WHAT IS REQUIRED:
Write the listing out again, exactly as it reads below.

DATA PROVIDED:
*** Begin section ***

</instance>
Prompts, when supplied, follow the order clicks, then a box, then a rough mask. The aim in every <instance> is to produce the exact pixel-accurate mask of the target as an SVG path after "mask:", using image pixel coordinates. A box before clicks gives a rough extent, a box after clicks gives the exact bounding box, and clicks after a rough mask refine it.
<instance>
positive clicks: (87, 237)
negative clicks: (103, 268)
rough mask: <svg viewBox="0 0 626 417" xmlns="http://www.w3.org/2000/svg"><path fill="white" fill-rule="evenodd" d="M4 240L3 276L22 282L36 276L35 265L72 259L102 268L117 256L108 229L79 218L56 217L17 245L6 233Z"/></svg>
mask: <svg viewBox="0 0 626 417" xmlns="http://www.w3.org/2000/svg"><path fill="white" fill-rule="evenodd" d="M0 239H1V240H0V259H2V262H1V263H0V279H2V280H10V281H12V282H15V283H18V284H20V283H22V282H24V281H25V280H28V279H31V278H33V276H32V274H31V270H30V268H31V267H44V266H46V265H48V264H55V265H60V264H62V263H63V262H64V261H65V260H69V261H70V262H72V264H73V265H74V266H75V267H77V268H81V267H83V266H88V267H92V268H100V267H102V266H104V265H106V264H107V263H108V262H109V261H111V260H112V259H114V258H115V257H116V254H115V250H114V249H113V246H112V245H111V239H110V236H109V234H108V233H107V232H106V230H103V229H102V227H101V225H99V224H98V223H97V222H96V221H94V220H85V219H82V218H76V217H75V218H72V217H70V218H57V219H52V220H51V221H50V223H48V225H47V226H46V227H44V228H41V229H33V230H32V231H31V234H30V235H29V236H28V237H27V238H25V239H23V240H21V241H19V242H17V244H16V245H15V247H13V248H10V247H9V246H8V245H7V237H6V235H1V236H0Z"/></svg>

*** End section ***

REPLY TO THE TASK:
</instance>
Prompts, when supplied, follow the order clicks, then a box, then a rough mask. The aim in every <instance> is to produce the exact pixel-accurate mask of the target as an SVG path after "mask:", using image pixel coordinates. A box before clicks gives a rough extent, a box after clicks gives the exact bounding box, and clicks after a rough mask refine it.
<instance>
positive clicks: (87, 237)
negative clicks: (103, 268)
rough mask: <svg viewBox="0 0 626 417" xmlns="http://www.w3.org/2000/svg"><path fill="white" fill-rule="evenodd" d="M4 240L3 276L22 282L36 276L35 265L72 259L102 268L117 256L108 229L79 218L56 217L17 245L6 233Z"/></svg>
mask: <svg viewBox="0 0 626 417" xmlns="http://www.w3.org/2000/svg"><path fill="white" fill-rule="evenodd" d="M0 239H1V240H0V259H2V262H1V263H0V279H2V280H10V281H12V282H15V283H18V284H20V283H22V282H24V281H25V280H28V279H31V278H33V276H32V274H31V270H30V268H31V267H44V266H46V265H48V264H55V265H60V264H62V263H63V262H64V261H65V260H69V261H70V262H72V264H73V265H74V266H75V267H77V268H81V267H83V266H88V267H92V268H100V267H102V266H104V265H106V264H107V263H108V262H109V261H111V260H112V259H114V258H115V257H116V254H115V250H114V249H113V246H112V245H111V239H110V236H109V234H108V233H107V232H106V230H103V229H102V227H101V225H99V224H98V223H97V222H96V221H94V220H85V219H82V218H76V217H75V218H72V217H70V218H57V219H52V220H51V221H50V223H48V225H47V226H46V227H44V228H41V229H33V230H32V231H31V234H30V235H29V236H28V237H27V238H25V239H23V240H21V241H19V242H17V244H16V245H15V247H13V248H10V247H9V246H8V245H7V237H6V235H1V236H0Z"/></svg>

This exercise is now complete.